● Aim of the task
Answer these questions from the text on establishing paternity in Utah below.
1. Under Utah law, who is presumed to be the father of a child born to a married woman?
2. What fee applies when a Voluntary Declaration of Paternity is filed later but within a year of the child's birth?
3. Which office issues an administrative paternity order?

● Text segment
'''

When a child is born in Utah to a married woman, the law presumes that her husband is the child’s father. In most cases when the parents are not married, however, establishing paternity is necessary. From a legal standpoint, what that means is to have an official declaration that a man is the child’s father. In Utah, there are a number of ways to establish paternity; we’ll get to those in a moment. But first, let’s talk about why paternity establishment is so important.
Establishing paternity creates a legal relationship. The existence of a legal relationship between a father and his child creates important rights and obligations. Without paternity, a child has no legal right to child support from his or her father, and the father has no right to child custody or parent time with the child. Establishing paternity may not automatically create an order for custody, support, or parent time, but it opens the door for a court to order those things.
In addition, establishing paternity creates other rights: a legal parent-child relationship means that the child can inherit from the father even if the father doesn’t have a will or other estate plan. (If the child dies before the father does, the father also has the right to inherit from the child.) Having established paternity means that the child may also be entitled to government benefits through the father, such as Social Security or veterans’ benefits. The child may also be able to get health insurance through the father’s employment. It may also become important for the child at some point to have access to medical information from the father’s side of the family; a legal relationship makes that access possible.
Beyond legal benefits, medical information, and financial rights, there are more intangible benefits to formally establishing paternity. Establishing paternity can create or strengthen a bond between a father and child that will enrich both their lives.
As mentioned above, Utah offers three methods of establishing paternity.
The simplest and most straightforward is the Voluntary Declaration of Paternity, or VDP. The VDP can be signed by the parents in the hospital when the child is born. If not signed at the hospital or birthing facility, it can be signed later at a local health department or at the Office of Vital Records and Statistics. Establishing paternity in this way is free if the VDP is signed at the facility where the child is born and the form is filed by the facility. There is a nominal fee if it is signed and filed later: as of this writing, the fee is $18.00 if the VDP is filed within a year of the child’s birth, and $25.00 if filed thereafter.
Many parents prefer to sign the VDP at the birthing facility along with the birth certificate because the facility takes care of filing the form, and it allows the father’s name to appear on the original birth certificate. However, because a VDP is legally binding, parents should not sign unless they are certain of the child’s parentage.
A parent who signs a VDP has up to 60 days (or until a child support order is established, whichever comes first, to rescind (take back) the VDP. After that time elapses, the VDP can only be challenged in court based on fraud, material mistake of fact, or duress. Even if a parent chooses to rescind a VDP, that doesn’t mean that paternity cannot later be established through one of the other methods of establishing paternity.
Administrative orders are issued by government agencies. An administrative paternity order comes from the Office of Recovery Services. The process is initiated by one parent applying for child support services at an ORS office in Ogden, Salt Lake City, Provo, Richfield, or St. George. Both parents will receive a Notice of Agency Action (NAA) describing the legal process and giving them an opportunity to respond.

'''

● Records provided
'''

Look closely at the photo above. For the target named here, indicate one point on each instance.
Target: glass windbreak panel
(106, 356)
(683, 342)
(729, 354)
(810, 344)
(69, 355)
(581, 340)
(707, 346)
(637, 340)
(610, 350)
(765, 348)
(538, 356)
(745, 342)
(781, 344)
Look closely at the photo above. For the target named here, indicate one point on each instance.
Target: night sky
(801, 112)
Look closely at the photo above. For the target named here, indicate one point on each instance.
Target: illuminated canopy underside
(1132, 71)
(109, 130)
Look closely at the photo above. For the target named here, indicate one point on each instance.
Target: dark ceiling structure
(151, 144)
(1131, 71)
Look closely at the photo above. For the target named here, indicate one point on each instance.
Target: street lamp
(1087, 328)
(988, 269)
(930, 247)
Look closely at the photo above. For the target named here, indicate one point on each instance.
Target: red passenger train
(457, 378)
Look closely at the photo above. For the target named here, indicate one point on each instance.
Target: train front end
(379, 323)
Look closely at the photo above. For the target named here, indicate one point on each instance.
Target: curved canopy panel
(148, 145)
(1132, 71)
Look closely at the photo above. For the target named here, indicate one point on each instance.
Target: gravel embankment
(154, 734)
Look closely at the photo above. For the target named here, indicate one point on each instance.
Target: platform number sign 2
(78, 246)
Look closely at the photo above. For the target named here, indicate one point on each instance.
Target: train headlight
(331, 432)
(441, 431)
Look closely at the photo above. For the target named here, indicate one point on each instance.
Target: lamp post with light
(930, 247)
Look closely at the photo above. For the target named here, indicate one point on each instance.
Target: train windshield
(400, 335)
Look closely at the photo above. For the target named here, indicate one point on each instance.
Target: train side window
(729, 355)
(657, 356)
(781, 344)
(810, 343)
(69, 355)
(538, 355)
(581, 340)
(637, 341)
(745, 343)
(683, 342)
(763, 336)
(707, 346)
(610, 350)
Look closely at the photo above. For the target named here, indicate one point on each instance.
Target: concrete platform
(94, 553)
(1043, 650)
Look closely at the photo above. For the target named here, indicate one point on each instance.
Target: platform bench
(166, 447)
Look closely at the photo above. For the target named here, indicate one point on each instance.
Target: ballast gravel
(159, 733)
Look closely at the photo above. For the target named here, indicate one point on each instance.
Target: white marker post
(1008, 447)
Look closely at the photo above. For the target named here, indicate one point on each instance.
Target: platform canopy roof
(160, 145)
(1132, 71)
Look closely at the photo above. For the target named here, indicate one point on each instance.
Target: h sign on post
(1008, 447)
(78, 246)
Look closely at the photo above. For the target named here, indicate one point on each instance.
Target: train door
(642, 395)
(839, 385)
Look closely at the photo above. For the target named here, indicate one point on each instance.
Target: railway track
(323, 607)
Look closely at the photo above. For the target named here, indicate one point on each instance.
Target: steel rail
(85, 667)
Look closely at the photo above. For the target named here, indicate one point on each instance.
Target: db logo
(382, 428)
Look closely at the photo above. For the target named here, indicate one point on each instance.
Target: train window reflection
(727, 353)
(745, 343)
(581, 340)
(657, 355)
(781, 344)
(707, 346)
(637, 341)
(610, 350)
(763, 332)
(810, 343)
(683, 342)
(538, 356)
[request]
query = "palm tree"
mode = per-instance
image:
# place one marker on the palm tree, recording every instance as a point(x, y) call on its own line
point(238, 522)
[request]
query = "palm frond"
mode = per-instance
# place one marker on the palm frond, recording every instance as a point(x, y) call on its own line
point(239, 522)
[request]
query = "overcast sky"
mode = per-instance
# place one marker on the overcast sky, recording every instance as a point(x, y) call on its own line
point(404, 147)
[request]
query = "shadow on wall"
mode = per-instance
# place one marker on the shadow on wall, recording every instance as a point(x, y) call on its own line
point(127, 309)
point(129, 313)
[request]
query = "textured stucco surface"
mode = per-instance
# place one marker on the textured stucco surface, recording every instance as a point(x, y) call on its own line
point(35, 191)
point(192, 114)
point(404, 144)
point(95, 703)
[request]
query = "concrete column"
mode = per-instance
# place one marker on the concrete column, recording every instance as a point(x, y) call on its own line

'''

● Problem solution
1. Her husband.
2. $18.00.
3. The Office of Recovery Services.